── Data for this exercise

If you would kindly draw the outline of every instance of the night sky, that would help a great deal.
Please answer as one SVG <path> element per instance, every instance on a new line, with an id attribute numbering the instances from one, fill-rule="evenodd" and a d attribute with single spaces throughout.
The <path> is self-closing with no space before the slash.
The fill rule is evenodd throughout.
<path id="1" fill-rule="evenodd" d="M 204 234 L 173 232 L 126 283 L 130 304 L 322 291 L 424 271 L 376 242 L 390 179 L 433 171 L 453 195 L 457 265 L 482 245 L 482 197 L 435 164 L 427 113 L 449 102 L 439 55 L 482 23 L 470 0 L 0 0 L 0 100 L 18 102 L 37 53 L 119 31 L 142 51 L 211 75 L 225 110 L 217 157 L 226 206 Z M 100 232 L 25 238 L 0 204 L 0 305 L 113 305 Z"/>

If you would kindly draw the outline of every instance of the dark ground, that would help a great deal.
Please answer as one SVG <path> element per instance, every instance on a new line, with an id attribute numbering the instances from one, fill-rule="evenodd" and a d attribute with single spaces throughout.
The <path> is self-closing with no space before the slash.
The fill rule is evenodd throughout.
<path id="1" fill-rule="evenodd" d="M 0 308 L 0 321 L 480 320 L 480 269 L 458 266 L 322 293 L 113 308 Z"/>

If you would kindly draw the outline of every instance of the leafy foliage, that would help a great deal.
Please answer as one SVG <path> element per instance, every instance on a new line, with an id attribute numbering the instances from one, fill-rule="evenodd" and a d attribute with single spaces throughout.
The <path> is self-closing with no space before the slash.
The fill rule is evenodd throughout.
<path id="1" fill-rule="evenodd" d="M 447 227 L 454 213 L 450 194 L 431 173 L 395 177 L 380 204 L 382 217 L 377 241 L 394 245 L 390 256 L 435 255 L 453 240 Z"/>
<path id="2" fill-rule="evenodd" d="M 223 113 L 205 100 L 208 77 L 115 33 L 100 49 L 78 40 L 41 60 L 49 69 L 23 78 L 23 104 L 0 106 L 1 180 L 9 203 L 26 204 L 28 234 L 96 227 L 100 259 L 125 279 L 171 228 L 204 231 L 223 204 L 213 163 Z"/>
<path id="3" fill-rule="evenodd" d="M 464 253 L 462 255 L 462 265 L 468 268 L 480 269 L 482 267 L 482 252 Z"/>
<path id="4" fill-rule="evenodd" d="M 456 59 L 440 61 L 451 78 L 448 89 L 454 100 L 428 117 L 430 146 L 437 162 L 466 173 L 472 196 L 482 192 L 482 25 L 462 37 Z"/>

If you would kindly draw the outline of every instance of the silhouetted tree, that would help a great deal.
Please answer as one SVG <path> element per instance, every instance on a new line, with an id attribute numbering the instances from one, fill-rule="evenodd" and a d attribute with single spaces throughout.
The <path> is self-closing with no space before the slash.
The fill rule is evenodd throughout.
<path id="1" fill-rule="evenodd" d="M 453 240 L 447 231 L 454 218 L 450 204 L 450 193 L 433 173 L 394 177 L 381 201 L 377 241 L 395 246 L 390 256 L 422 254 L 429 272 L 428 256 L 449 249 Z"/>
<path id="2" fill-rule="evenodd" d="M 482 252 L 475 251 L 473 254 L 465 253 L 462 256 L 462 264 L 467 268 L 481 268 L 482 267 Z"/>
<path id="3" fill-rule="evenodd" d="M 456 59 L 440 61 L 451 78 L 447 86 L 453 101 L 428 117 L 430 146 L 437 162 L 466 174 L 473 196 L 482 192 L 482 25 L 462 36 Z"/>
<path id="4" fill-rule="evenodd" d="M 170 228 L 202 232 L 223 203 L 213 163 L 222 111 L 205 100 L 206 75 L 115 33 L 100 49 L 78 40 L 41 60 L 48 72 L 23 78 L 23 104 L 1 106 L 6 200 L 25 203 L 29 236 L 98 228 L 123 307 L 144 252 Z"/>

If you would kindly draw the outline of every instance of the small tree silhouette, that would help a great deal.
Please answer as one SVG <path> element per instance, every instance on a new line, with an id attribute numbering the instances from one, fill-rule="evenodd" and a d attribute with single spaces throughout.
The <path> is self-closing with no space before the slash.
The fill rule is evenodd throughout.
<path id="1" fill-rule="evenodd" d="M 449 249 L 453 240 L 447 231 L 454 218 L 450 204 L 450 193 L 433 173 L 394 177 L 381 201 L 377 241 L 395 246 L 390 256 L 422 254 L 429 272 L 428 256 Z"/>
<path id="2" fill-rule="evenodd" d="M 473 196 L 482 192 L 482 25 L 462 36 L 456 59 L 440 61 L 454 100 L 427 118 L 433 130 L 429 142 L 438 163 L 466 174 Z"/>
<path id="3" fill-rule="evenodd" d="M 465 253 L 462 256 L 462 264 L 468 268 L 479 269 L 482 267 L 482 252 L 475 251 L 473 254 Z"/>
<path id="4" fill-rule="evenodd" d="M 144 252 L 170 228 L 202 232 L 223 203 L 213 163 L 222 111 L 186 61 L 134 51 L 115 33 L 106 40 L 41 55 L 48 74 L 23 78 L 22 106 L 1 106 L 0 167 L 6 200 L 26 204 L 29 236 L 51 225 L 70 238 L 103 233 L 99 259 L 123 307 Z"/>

────

Task description — This calls for an exact transcription of every entry above.

Output for this task —
If you would kindly draw the outline of every instance of the night sky, that would help a great deal.
Please answer as one SVG <path> element per instance, every instance on a new line, with an id attribute numbering the instances from one, fill-rule="evenodd" and a d attribute with single spaces throughout.
The <path> is self-closing with no space before the slash.
The fill rule is evenodd throughout.
<path id="1" fill-rule="evenodd" d="M 204 234 L 173 232 L 126 283 L 130 304 L 322 291 L 424 271 L 376 242 L 390 179 L 433 171 L 453 195 L 457 265 L 482 245 L 482 197 L 435 164 L 427 113 L 449 102 L 439 55 L 482 23 L 470 0 L 0 0 L 0 100 L 18 102 L 37 53 L 119 31 L 142 51 L 211 75 L 225 110 L 217 157 L 226 206 Z M 100 232 L 25 238 L 0 204 L 0 305 L 113 305 Z"/>

If you would kindly draw the outline of every instance of the dark ground, that would help a great deal.
Please answer as one SVG <path> element per instance, every instance on a new line, with an id attribute numbering the instances from one, fill-rule="evenodd" and a d attribute with single spaces throughout.
The <path> is self-closing with no space before the slash.
The fill rule is evenodd throughout.
<path id="1" fill-rule="evenodd" d="M 0 308 L 0 321 L 480 320 L 480 269 L 458 266 L 322 293 L 113 308 Z"/>

If you would kindly draw the outline of every instance of the leafy foliage, that would help a great deal.
Please answer as one SVG <path> element per instance, every instance on a new line, with an id attribute numbering the instances from one, fill-rule="evenodd" and a d attribute with single spaces throughout.
The <path> is self-closing with no space before the slash.
The fill rule is evenodd throughout.
<path id="1" fill-rule="evenodd" d="M 447 227 L 454 213 L 450 194 L 431 173 L 395 177 L 380 204 L 382 217 L 377 241 L 394 245 L 390 256 L 435 255 L 453 240 Z"/>
<path id="2" fill-rule="evenodd" d="M 223 113 L 205 100 L 208 77 L 115 33 L 100 49 L 78 40 L 41 60 L 49 69 L 23 78 L 23 104 L 0 106 L 1 180 L 9 203 L 26 204 L 28 234 L 96 227 L 100 259 L 125 279 L 171 228 L 204 231 L 223 204 L 213 163 Z"/>
<path id="3" fill-rule="evenodd" d="M 464 253 L 462 255 L 462 265 L 468 268 L 480 269 L 482 267 L 482 252 Z"/>
<path id="4" fill-rule="evenodd" d="M 456 59 L 440 61 L 451 78 L 448 89 L 454 100 L 428 117 L 430 146 L 437 162 L 466 173 L 472 196 L 482 192 L 482 25 L 462 37 Z"/>

If you would kindly draw the outline of every instance of the silhouetted tree, that would help a great deal.
Please answer as one SVG <path> element per instance, every instance on a new line, with an id attribute numbering the instances from one, fill-rule="evenodd" and a d attribute with single spaces throughout.
The <path> is self-closing with no space before the slash.
The fill rule is evenodd throughout.
<path id="1" fill-rule="evenodd" d="M 453 240 L 447 231 L 454 218 L 450 204 L 450 193 L 433 173 L 394 177 L 381 201 L 377 241 L 395 246 L 390 256 L 422 254 L 429 272 L 428 256 L 449 249 Z"/>
<path id="2" fill-rule="evenodd" d="M 482 252 L 475 251 L 473 254 L 465 253 L 462 256 L 462 264 L 467 268 L 481 268 L 482 267 Z"/>
<path id="3" fill-rule="evenodd" d="M 456 59 L 440 61 L 451 78 L 447 86 L 453 101 L 428 117 L 430 146 L 437 162 L 466 174 L 473 196 L 482 192 L 482 25 L 462 36 Z"/>
<path id="4" fill-rule="evenodd" d="M 170 228 L 202 232 L 223 203 L 213 163 L 222 111 L 205 100 L 206 75 L 115 33 L 100 49 L 78 40 L 41 60 L 48 72 L 23 78 L 23 104 L 1 106 L 6 200 L 25 203 L 29 236 L 98 228 L 123 307 L 144 252 Z"/>

If you would kindly draw the outline of every instance of the small tree silhouette, that would help a great deal.
Please answer as one SVG <path> element per instance, every instance on a new line, with an id attribute numbering the instances from one, fill-rule="evenodd" and a d attribute with single spaces throughout.
The <path> is self-closing with no space before the slash.
The fill rule is evenodd throughout.
<path id="1" fill-rule="evenodd" d="M 449 249 L 453 240 L 447 231 L 454 218 L 450 204 L 450 193 L 433 173 L 394 177 L 381 201 L 377 241 L 395 246 L 390 256 L 422 254 L 429 272 L 428 256 Z"/>
<path id="2" fill-rule="evenodd" d="M 473 196 L 482 192 L 482 25 L 462 36 L 456 59 L 440 61 L 454 100 L 427 118 L 433 130 L 429 142 L 438 163 L 466 174 Z"/>
<path id="3" fill-rule="evenodd" d="M 465 253 L 462 256 L 462 264 L 468 268 L 479 269 L 482 267 L 482 252 L 475 251 L 473 254 Z"/>
<path id="4" fill-rule="evenodd" d="M 144 252 L 170 228 L 202 232 L 223 203 L 213 163 L 222 111 L 186 61 L 134 51 L 115 33 L 106 40 L 41 55 L 48 74 L 23 78 L 22 106 L 1 106 L 0 167 L 6 200 L 26 204 L 29 236 L 51 225 L 70 238 L 103 233 L 99 259 L 123 307 Z"/>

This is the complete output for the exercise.